GRCh38 · COSMIC v92


This section shows a summary for the selected study (COSU identifier) or publication (COSP identifier). Studies may have been performed by the Sanger Institute Cancer Genome Project, or imported from the ICGC/TCGA. You can see more information on the help pages.

The coding genome of splenic marginal zone lymphoma: activation of NOTCH2 and other pathways regulating marginal zone development.
Paper ID
Rossi D, Trifonov V, Fangazio M, Bruscaggin A, Rasi S, Spina V, Monti S, Vaisitti T, Arruga F, Famà R, Ciardullo C, Greco M, Cresta S, Piranda D, Holmes A, Fabbri G, Messina M, Rinaldi A, Wang J, Agostinelli C, Piccaluga PP, Lucioni M, Tabbò F, Serra R, Franceschetti S, Deambrogi C, Daniele G, Gattei V, Marasca R, Facchetti F, Arcaini L, Inghirami G, Bertoni F, Pileri SA, Deaglio S, Foà R, Dalla-Favera R, Pasqualucci L, Rabadan R and Gaidano G
Division of Hematology and 9 Laboratory of Medical Informatics, Department of Translational Medicine, Amedeo Avogadro University of Eastern Piedmont, 28100 Novara, Italy.
The Journal of experimental medicine, 2012;209(9):1537-51
ISSN: 1540-9538
PMID: 22891273 (view at PubMed or Europe PMC)

-----

Transcribe everything in the COSMIC study summary above, from "GRCh38 · COSMIC" down to "marginal zone development.".

[Excerpts from a dataset]
-----

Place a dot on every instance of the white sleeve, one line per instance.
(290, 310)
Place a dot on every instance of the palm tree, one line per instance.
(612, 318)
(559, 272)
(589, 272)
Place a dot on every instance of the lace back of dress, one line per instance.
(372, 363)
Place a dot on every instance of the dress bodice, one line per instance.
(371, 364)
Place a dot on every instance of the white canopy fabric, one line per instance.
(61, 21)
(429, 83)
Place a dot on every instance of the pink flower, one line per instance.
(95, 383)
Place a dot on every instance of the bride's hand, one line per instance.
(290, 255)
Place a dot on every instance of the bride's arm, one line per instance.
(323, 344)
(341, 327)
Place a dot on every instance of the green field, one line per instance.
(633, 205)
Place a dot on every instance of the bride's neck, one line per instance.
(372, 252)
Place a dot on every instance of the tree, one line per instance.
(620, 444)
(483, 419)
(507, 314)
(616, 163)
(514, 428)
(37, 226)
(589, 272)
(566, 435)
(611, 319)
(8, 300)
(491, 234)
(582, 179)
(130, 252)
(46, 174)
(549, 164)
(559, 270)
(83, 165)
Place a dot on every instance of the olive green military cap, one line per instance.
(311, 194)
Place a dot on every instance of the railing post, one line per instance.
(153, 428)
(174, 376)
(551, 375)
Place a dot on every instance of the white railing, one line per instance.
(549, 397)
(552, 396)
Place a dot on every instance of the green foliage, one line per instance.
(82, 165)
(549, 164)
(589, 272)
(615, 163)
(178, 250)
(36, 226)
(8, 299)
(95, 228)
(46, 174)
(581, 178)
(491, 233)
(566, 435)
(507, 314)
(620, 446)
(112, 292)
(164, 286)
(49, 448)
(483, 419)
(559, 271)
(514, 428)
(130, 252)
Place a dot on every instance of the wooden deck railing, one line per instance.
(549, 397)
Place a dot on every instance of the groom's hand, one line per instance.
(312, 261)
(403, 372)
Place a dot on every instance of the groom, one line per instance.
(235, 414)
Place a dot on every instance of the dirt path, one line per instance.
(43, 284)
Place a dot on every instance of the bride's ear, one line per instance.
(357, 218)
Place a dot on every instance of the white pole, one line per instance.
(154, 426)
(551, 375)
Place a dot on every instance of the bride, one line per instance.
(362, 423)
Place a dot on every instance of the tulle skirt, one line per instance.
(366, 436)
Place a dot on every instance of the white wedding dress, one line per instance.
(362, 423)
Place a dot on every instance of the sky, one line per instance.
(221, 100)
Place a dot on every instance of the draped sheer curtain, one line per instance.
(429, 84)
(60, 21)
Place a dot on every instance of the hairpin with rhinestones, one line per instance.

-----

_Exercise output:_
GRCh38 · COSMIC v92


This section shows a summary for the selected study (COSU identifier) or publication (COSP identifier). Studies may have been performed by the Sanger Institute Cancer Genome Project, or imported from the ICGC/TCGA. You can see more information on the help pages.

The coding genome of splenic marginal zone lymphoma: activation of NOTCH2 and other pathways regulating marginal zone development.